§ EXERCISE
Reproduce all of the entries below, changing every occurrence of "drop a point" to "place a marker" and leaving everything else unchanged.

Pointing dataset entries

▼

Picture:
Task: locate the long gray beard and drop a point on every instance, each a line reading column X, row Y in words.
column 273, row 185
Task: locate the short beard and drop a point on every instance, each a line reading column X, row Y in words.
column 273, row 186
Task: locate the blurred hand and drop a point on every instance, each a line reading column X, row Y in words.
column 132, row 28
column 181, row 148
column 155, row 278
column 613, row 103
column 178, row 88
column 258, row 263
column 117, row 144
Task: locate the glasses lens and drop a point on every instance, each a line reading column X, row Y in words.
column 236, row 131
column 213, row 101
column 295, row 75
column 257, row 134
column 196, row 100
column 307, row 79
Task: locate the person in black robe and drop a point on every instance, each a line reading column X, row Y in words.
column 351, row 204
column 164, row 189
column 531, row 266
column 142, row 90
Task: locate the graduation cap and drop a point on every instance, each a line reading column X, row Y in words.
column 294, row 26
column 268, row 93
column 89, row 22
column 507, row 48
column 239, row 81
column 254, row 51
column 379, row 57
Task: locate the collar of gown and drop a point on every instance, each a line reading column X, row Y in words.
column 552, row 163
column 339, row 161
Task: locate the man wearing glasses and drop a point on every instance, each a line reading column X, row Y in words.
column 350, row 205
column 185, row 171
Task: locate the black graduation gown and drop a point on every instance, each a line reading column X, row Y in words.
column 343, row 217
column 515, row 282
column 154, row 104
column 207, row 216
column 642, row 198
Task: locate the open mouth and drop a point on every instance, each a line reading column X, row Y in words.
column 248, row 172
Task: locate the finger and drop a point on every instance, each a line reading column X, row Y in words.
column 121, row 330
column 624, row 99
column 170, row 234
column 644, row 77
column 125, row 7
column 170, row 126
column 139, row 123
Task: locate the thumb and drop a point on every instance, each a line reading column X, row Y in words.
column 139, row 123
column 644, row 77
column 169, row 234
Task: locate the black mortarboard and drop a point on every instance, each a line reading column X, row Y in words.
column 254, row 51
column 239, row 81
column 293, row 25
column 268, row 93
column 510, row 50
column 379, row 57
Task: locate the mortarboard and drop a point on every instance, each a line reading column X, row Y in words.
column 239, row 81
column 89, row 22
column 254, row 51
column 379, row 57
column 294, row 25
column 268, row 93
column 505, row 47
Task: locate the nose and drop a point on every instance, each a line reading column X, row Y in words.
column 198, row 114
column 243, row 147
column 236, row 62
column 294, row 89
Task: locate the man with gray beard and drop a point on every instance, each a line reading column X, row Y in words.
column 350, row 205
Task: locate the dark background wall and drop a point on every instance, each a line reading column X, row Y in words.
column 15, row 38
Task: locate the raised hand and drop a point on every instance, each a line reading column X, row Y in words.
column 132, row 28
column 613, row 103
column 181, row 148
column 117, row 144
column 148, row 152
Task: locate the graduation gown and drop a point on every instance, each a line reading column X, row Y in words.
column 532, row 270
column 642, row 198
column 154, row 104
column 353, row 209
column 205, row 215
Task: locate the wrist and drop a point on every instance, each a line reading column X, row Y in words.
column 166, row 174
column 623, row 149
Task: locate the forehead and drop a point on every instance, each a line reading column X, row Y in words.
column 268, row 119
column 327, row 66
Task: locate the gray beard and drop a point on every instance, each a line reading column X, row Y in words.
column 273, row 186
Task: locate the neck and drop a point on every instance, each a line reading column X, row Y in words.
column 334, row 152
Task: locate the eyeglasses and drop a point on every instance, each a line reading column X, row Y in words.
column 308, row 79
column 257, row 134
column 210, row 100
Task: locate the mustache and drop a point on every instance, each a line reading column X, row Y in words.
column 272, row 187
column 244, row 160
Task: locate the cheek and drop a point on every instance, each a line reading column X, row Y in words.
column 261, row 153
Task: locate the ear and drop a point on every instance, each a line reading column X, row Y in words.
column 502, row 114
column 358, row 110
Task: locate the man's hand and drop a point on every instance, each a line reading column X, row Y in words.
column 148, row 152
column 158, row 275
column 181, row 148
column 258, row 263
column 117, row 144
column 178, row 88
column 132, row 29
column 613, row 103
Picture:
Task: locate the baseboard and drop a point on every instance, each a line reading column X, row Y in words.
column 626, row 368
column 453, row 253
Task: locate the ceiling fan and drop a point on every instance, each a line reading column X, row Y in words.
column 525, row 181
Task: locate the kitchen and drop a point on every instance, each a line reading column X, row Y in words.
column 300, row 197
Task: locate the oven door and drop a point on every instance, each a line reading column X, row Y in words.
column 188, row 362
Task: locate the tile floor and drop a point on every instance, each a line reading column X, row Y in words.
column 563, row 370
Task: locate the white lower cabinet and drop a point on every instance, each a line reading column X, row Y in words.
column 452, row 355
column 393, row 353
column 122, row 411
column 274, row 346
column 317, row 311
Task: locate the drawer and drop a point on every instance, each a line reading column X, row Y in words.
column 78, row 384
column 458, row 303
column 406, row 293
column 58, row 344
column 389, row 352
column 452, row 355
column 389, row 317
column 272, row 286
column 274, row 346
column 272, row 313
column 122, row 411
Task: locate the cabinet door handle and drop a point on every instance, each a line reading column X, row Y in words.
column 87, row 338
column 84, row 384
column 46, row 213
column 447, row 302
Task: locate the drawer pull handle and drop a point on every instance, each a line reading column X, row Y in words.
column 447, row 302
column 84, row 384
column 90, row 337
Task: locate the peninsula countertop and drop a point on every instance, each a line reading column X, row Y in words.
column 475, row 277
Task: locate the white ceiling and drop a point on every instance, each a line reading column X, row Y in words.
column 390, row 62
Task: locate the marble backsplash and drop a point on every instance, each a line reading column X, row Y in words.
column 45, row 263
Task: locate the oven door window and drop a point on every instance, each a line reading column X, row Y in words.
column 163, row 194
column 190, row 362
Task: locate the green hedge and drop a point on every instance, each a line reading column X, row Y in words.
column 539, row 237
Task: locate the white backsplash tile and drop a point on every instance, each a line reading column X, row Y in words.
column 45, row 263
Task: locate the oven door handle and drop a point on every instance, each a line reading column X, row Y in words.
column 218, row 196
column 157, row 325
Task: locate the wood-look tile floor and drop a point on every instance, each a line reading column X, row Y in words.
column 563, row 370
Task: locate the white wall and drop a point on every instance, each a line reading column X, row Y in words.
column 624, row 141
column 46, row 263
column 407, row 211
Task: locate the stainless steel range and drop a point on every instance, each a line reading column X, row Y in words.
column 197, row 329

▲

§ RIGHT ANSWER
Picture:
Task: locate the long gray beard and place a marker on every instance, each a line reading column X, row Y in words.
column 273, row 185
Task: locate the short beard and place a marker on every instance, each a line reading column X, row Y in words.
column 273, row 186
Task: locate the blurred hand and place a marker on every instance, each a line reading column X, row Y in words.
column 132, row 28
column 181, row 148
column 155, row 278
column 613, row 103
column 178, row 88
column 258, row 263
column 117, row 144
Task: locate the glasses lens and place a marker on every instance, each a line reading column X, row Y in words.
column 236, row 131
column 213, row 101
column 295, row 75
column 257, row 134
column 196, row 100
column 307, row 79
Task: locate the person in black robe and place a marker on every instance, each a line reading column X, row Y in words.
column 351, row 204
column 164, row 189
column 531, row 266
column 142, row 90
Task: locate the graduation cap and place a marker on every instance, each a line reading column X, row Y in words.
column 294, row 26
column 268, row 93
column 89, row 22
column 507, row 48
column 239, row 81
column 254, row 51
column 379, row 57
Task: locate the collar of gown and place a marker on every instance, each a line reading column X, row Y in words.
column 552, row 163
column 339, row 161
Task: locate the man wearing glasses and place a marker on every instance, each a line reading column X, row Y in words.
column 350, row 205
column 185, row 171
Task: locate the black graduation gown and place a marker on every instance, each a line reading column X, row Y in words.
column 343, row 217
column 515, row 282
column 154, row 104
column 207, row 216
column 642, row 198
Task: locate the open mouth and place a marker on every instance, each a line reading column X, row Y in words.
column 248, row 172
Task: locate the finger and place a marker on every instance, each a line reading column X, row Y in words.
column 121, row 330
column 624, row 99
column 170, row 234
column 644, row 77
column 125, row 7
column 170, row 126
column 139, row 123
Task: locate the thumb and place a marker on every instance, each a line reading column X, row Y in words.
column 139, row 123
column 644, row 77
column 169, row 234
Task: locate the black mortarboard and place a marker on every instance, each a line reading column X, row Y in words.
column 254, row 51
column 239, row 81
column 293, row 25
column 268, row 93
column 510, row 50
column 379, row 57
Task: locate the mortarboard and place a marker on every instance, each a line reading column X, row Y in words.
column 239, row 81
column 89, row 22
column 254, row 51
column 379, row 57
column 294, row 25
column 268, row 93
column 505, row 47
Task: locate the nose and place a marker on every instance, each a line reading column X, row Y in words.
column 198, row 114
column 243, row 147
column 236, row 62
column 294, row 89
Task: locate the man with gray beard and place a marker on every instance, each a line reading column X, row Y in words.
column 350, row 205
Task: locate the dark background wall and place a marker on every instance, each a line reading column X, row Y in words.
column 15, row 38
Task: locate the raised hand and place a marker on every instance, each a line reading column X, row Y in words.
column 132, row 28
column 613, row 103
column 181, row 148
column 117, row 144
column 148, row 152
Task: locate the graduation gown and place a marker on every instance, each a line reading column X, row Y in words.
column 532, row 270
column 642, row 198
column 154, row 104
column 353, row 209
column 205, row 215
Task: locate the wrist and place a marker on every instance, each a line reading column X, row Y in words.
column 166, row 174
column 623, row 149
Task: locate the forehead and place a marker on every instance, each a line reading column X, row Y in words.
column 268, row 119
column 327, row 66
Task: locate the gray beard and place a marker on every instance, each a line reading column X, row Y in words.
column 273, row 186
Task: locate the neck and place a marker on every instance, each a line reading column X, row Y in words.
column 334, row 152
Task: locate the eyeglasses and place a marker on every instance, each a line reading column X, row Y in words.
column 308, row 79
column 257, row 134
column 210, row 100
Task: locate the mustache and place a marker on every instance, each a line reading column X, row Y in words.
column 272, row 187
column 244, row 160
Task: locate the cheek and place a marker on every instance, each a line reading column X, row Y in words.
column 261, row 153
Task: locate the ear and place a marker on every instance, each a line reading column X, row Y in words.
column 502, row 114
column 358, row 110
Task: locate the man's hand and place a marker on every instance, each a line reading column X, row Y in words.
column 148, row 152
column 158, row 275
column 181, row 148
column 258, row 263
column 117, row 144
column 178, row 88
column 132, row 29
column 613, row 103
Picture:
Task: locate the baseboard and place a marker on every instance, each a line reading column X, row Y in words.
column 626, row 368
column 453, row 253
Task: locate the ceiling fan and place a marker on every instance, each a line reading column X, row Y in words.
column 525, row 181
Task: locate the kitchen and place a marker on every instance, each a line reading column X, row Y in words.
column 300, row 197
Task: locate the oven door and place a marker on every instance, each a line reading column X, row Y in words.
column 188, row 362
Task: locate the tile floor and place a marker on every instance, each a line reading column X, row Y in words.
column 563, row 370
Task: locate the white lower cabinet and place a marker on every instance, each a line reading column X, row Y in words.
column 452, row 355
column 393, row 353
column 122, row 411
column 274, row 346
column 317, row 311
Task: locate the drawer and place a marker on every instance, each a line reading column X, row Y in words.
column 78, row 384
column 458, row 303
column 406, row 293
column 58, row 344
column 389, row 352
column 452, row 355
column 389, row 317
column 272, row 286
column 274, row 346
column 272, row 313
column 122, row 411
Task: locate the cabinet door handle and place a marker on every instance, each a line reading column X, row Y in words.
column 87, row 338
column 84, row 384
column 46, row 213
column 447, row 302
Task: locate the drawer pull handle and place a marker on every instance, each a line reading column X, row Y in words.
column 447, row 302
column 84, row 384
column 90, row 337
Task: locate the peninsula countertop and place a marker on every instance, each a line reading column X, row Y in words.
column 475, row 277
Task: locate the white ceiling and place a marker on every instance, each a line reading column X, row Y in words.
column 390, row 62
Task: locate the marble backsplash and place a marker on every instance, each a line reading column X, row Y in words.
column 45, row 263
Task: locate the oven door window and place a marker on every instance, each a line reading column X, row Y in words.
column 163, row 194
column 190, row 362
Task: locate the green hedge and place a marker on every instance, each a line reading column X, row Y in words.
column 539, row 237
Task: locate the white backsplash tile and place a marker on every instance, each a line reading column X, row Y in words.
column 45, row 263
Task: locate the oven door handle and place a marker on every instance, each a line reading column X, row Y in words.
column 218, row 196
column 157, row 325
Task: locate the wood-look tile floor and place a marker on every instance, each a line reading column X, row Y in words.
column 563, row 370
Task: locate the white wall and place a marker on every instance, each a line reading column X, row Y in words.
column 624, row 141
column 46, row 263
column 407, row 211
Task: locate the stainless steel range and place a marker on every instance, each a line reading column X, row Y in words.
column 197, row 329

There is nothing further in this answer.